# [REQUIREMENT]
Print out all of the data below, keeping it identical to the original.

# [RECORDS FOR THIS TASK]

^^^^

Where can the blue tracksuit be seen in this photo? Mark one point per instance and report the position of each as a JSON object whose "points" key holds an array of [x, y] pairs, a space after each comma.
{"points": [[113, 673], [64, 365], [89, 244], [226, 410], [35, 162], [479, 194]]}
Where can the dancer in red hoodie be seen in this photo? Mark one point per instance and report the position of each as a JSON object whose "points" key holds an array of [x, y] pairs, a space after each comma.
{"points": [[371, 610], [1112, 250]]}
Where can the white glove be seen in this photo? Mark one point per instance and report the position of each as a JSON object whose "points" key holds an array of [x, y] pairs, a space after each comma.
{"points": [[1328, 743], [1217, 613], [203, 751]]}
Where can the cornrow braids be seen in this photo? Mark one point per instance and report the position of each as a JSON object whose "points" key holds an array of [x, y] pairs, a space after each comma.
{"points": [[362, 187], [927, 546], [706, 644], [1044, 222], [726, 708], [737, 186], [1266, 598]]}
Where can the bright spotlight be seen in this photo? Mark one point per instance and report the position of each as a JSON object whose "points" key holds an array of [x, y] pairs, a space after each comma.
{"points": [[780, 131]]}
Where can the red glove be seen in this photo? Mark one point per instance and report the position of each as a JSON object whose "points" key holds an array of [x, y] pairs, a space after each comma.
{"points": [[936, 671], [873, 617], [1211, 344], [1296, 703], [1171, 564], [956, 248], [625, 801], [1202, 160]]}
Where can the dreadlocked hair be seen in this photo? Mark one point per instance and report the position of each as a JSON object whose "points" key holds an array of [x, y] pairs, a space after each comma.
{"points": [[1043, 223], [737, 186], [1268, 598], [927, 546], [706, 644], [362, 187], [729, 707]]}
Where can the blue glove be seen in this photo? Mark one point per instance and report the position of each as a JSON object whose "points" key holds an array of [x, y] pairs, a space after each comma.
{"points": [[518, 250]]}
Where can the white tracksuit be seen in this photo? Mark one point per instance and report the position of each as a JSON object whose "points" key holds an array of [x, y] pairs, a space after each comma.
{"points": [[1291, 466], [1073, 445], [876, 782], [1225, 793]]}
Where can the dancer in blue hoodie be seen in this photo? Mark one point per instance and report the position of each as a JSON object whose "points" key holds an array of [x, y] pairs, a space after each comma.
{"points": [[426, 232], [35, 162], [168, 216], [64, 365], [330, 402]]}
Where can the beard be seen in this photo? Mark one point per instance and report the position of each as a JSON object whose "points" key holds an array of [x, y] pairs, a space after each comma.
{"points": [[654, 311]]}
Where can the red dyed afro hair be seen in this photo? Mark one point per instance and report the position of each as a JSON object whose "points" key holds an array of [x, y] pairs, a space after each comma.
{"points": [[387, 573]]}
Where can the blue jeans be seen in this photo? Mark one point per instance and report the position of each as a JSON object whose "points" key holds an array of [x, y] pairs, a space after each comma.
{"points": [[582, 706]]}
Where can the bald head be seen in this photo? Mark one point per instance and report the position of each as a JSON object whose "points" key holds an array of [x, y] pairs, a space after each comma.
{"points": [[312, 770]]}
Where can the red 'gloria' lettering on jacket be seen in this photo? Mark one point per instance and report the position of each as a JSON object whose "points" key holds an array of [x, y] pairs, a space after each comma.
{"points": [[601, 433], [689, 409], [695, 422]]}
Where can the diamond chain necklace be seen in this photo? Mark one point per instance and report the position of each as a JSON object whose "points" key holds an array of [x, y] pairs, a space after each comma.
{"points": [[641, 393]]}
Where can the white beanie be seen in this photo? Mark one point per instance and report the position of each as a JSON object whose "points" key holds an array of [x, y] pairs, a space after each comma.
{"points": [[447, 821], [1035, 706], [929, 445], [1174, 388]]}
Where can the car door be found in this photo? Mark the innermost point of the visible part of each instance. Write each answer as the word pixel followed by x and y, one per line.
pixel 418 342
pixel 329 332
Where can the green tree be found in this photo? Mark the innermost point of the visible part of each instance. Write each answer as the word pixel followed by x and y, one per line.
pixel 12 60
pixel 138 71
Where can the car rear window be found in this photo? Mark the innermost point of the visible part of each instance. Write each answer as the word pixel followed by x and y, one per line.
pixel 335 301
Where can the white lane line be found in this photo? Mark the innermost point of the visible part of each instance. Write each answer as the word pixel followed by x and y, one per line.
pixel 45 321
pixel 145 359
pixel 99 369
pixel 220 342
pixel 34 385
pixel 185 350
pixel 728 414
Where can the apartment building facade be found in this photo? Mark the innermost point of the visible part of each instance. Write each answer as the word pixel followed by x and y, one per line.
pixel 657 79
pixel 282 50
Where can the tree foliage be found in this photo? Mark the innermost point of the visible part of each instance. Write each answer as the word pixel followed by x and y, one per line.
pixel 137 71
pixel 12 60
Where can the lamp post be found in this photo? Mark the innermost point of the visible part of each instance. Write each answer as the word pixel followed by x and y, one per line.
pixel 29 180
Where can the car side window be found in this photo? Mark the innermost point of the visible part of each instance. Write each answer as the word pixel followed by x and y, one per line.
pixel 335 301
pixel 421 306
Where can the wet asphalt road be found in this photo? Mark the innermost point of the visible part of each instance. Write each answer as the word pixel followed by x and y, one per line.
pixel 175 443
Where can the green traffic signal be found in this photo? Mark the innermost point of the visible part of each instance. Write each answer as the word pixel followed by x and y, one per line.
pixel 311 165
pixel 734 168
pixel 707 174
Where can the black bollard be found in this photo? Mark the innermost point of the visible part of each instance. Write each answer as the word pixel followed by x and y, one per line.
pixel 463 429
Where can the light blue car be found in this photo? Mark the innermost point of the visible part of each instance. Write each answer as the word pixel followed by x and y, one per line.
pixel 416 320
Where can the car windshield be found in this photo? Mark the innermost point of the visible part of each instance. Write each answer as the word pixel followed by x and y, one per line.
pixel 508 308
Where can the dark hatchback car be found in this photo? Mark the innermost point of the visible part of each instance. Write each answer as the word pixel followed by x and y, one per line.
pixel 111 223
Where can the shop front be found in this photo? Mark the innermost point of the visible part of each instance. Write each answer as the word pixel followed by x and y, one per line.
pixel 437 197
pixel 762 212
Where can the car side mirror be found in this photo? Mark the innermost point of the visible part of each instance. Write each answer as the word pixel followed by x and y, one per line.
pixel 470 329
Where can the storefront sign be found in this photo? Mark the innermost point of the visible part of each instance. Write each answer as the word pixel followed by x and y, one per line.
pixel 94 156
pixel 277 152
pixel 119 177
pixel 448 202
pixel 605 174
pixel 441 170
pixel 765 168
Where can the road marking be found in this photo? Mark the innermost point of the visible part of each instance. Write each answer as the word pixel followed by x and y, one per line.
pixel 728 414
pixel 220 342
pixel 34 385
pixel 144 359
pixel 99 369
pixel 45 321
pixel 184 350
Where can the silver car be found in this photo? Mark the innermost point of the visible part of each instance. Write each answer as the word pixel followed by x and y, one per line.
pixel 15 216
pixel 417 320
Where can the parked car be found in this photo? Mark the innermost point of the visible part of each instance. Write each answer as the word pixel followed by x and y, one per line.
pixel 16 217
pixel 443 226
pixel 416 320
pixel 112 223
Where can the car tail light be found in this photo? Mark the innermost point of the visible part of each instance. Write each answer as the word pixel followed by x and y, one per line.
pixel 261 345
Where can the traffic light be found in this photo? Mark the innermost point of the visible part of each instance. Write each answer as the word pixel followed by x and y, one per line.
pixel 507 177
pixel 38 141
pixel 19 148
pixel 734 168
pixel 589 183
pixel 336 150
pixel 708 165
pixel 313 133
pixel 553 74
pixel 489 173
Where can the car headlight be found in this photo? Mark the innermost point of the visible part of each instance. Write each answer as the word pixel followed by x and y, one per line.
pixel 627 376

^^^^

# [OUTPUT OF THE TASK]
Where can the blue tracksuit be seen in this photo? Mark one point per instance and report the position of each as a JSON object whose "points" key holds an array of [x, y] pairs, a space after each comma.
{"points": [[113, 673], [64, 365], [89, 244], [226, 410], [35, 162], [479, 194]]}
Where can the dancer in red hoodie be seen in this photo? Mark one point per instance and report the position of each as a JSON object whose "points" key holds an array of [x, y] pairs, a space after each comma.
{"points": [[371, 610], [1112, 250]]}
Where can the white glove be seen in this photo? Mark one point per instance and report the position of each as a JSON object whose "points" key holds an array of [x, y] pairs, a space after each comma.
{"points": [[1328, 743], [1217, 613], [203, 751]]}
Where can the cornrow braids be seen in this photo? Mark one point per instance and report the position of each as a JSON object whose "points" key holds an array of [x, y] pairs, a space after each comma.
{"points": [[362, 187], [927, 546], [706, 644], [1044, 222], [726, 708], [737, 186], [1266, 598]]}
Where can the bright spotlight be seen in this photo? Mark one point per instance and report the position of each as a JSON object whose "points" key holds an array of [x, y] pairs, a space after each comma.
{"points": [[780, 131]]}
Where can the red glove be seen in this photo? Mark one point per instance and report the position of each as a JSON object whose "points" key holds an array of [x, y] pairs, a space after each comma.
{"points": [[936, 671], [873, 617], [1211, 344], [1296, 703], [1171, 564], [956, 248], [625, 801], [1202, 160]]}
Where can the dreadlocked hair be seen in this photo? Mark one point per instance and report the position of each as a JSON object whose "points" key holds an array of [x, y] pairs, a space after each comma.
{"points": [[1043, 223], [737, 186], [1268, 598], [927, 546], [706, 644], [362, 187], [729, 707]]}
Where can the blue glove be seen in this photo? Mark one point per instance and report the position of each as a JSON object whose "points" key holds an array of [x, y] pairs, a space after each comma.
{"points": [[518, 250]]}
Where can the white tracksuit be seen in this photo? Mark one point per instance and report the position of each as a JSON object whose "points" key holds an array of [x, y] pairs, a space after each comma.
{"points": [[1291, 466], [1073, 445], [876, 782], [1225, 793]]}
Where can the dancer in blue hoodie be seen in this photo? Mark one point per instance and report the position of each as a JSON object whose "points" key holds an array of [x, y] pairs, a space after each comma.
{"points": [[426, 232], [35, 162], [168, 216], [64, 365], [330, 402]]}
Where can the beard be seen in this photo? Mark one point per instance and report the position of each as a JSON object whose "points" key holds an array of [x, y] pairs, a space after each comma.
{"points": [[654, 311]]}
Where can the red dyed afro hair be seen in this photo? Mark one point per instance and report the position of each as a JSON object whose "points" key holds an array of [x, y] pairs, a space after each comma.
{"points": [[387, 573]]}
Where can the blue jeans be seen in this photo? Mark one point per instance and report the position of each as a JSON object whose "points" key holds an array of [x, y] pairs, a space after each comma.
{"points": [[582, 706]]}
Where can the bald head be seen in this photo? Mark one point per instance and report the position of each as a JSON object whose "points" key holds an array of [x, y] pairs, a space after each comma.
{"points": [[312, 770]]}
Where can the red 'gloria' lettering on jacket be seen in this photo? Mark one point per instance and report the position of each as a JSON object whose "points" key holds an array of [x, y] pairs, a space after each comma.
{"points": [[601, 433], [689, 409], [695, 422]]}
Where can the diamond chain necklace be seen in this photo? Mark one point per instance and report the position of each as a JSON object whose "points" key holds an array of [x, y] pairs, a space after each comma.
{"points": [[641, 393]]}
Where can the white beanie be seen in this photo? Mark one point per instance and report the position of each as a JSON object whose "points" key holds an array of [x, y] pairs, a space after each comma.
{"points": [[447, 821], [1035, 706], [929, 445], [1174, 388]]}
Where can the car door be found in this photo? Mark the innermost point of the visible part of each instance. Write each answer as the word pixel followed by x and y, one per line.
pixel 418 342
pixel 329 332
Where can the green tree be found in this photo? Mark the innermost point of the visible part of each instance. Write each answer as the word pixel followed by x and y, one per line.
pixel 12 60
pixel 138 71
Where can the car rear window be found in this photo? Mark the innermost point of the visible part of each instance. Write each answer as the word pixel followed by x and y, one per line.
pixel 335 301
Where can the white lane line be found in this photo? Mark the innermost point of the visible part of each instance. Write each answer as the word pixel followed by x and y, one per line.
pixel 45 321
pixel 145 359
pixel 99 369
pixel 220 342
pixel 34 385
pixel 185 350
pixel 728 414
Where can the apartment building facade be found in this photo? Mark the innermost point of the visible part of each instance. Write each answer as the word pixel followed by x and y, one per line.
pixel 657 79
pixel 282 50
Where can the tree foliage be found in this photo? Mark the innermost point of the visible part of each instance. Write each answer as the word pixel followed by x and y, one per line.
pixel 137 71
pixel 12 60
Where can the lamp post be found in this photo? Mark the innermost point of the visible part of each instance. Write each answer as the word pixel followed by x and y, one per line.
pixel 29 180
Where can the car side window be found in this photo? Mark the innermost point of the visible part of each instance. Write each answer as the word pixel followed by x and y, one per line.
pixel 335 301
pixel 421 306
Where can the wet asphalt road be found in this photo? Mark the innermost point of the visible part of each instance. Write each answer as the word pixel followed by x and y, one per line.
pixel 175 443
Where can the green traffic signal be found in this photo? Mark the innermost point of the visible part of each instance. Write each answer as the word pixel followed by x and y, one per line.
pixel 311 165
pixel 734 168
pixel 707 174
Where can the black bollard be found in this photo? Mark the innermost point of the visible part of each instance. Write each answer as the word pixel followed by x and y, one per line.
pixel 463 429
Where can the light blue car be found in this photo? Mark the innermost point of the visible part of each instance. Write each answer as the word pixel followed by x and y, one per line.
pixel 416 320
Where can the car windshield be found in this photo? Mark the innermost point of the visible part of each instance. Write each answer as the word pixel followed by x and y, one per line.
pixel 508 308
Where can the dark hatchback car be found in this photo? Mark the innermost point of the visible part of each instance. Write each answer as the word pixel followed by x and y, one per line.
pixel 111 223
Where can the shop front be found in this photo? Mark the innermost point of the visible part of each instance. Write each answer as the word pixel followed by x and y, one per line.
pixel 437 197
pixel 762 212
Where can the car side mirror be found in this photo? Mark the innermost point of the visible part of each instance. Write each answer as the word pixel followed by x and y, one per line.
pixel 470 329
Where can the storefront sign be found in this photo? Mark the innermost point of the visible part of each instance. Write each answer as the word pixel followed by x and y, one per line.
pixel 94 156
pixel 277 152
pixel 119 177
pixel 448 202
pixel 605 174
pixel 441 170
pixel 765 168
Where can the road marking be found in this photo? Mark the innermost point of the visible part of each instance. Write each answer as the word pixel followed by x and y, one per line.
pixel 728 414
pixel 220 342
pixel 34 385
pixel 144 359
pixel 99 369
pixel 45 321
pixel 184 350
Where can the silver car be found in this photo? Mark the innermost point of the visible part of each instance. Write each answer as the word pixel followed by x and y, one per line.
pixel 15 216
pixel 417 320
Where can the parked car be found in this photo? Mark the innermost point of the visible part of each instance. Write each answer as the word pixel followed by x and y, one per line.
pixel 16 217
pixel 443 226
pixel 416 320
pixel 112 223
Where can the car tail light be found in this photo? Mark the innermost point of the visible part of each instance. Write each answer as the word pixel followed by x and y, one per line.
pixel 261 345
Where can the traffic light be found in this photo? Mark the innermost point of the visible part of each instance. Write each answer as the word pixel followed by x and y, one per line.
pixel 507 177
pixel 38 141
pixel 19 148
pixel 734 168
pixel 589 183
pixel 336 150
pixel 708 165
pixel 313 133
pixel 553 74
pixel 489 173
Where can the car headlight be found in this photo? Mark the innermost point of the visible part of each instance. Write each answer as the word pixel followed by x and y, one per line.
pixel 627 376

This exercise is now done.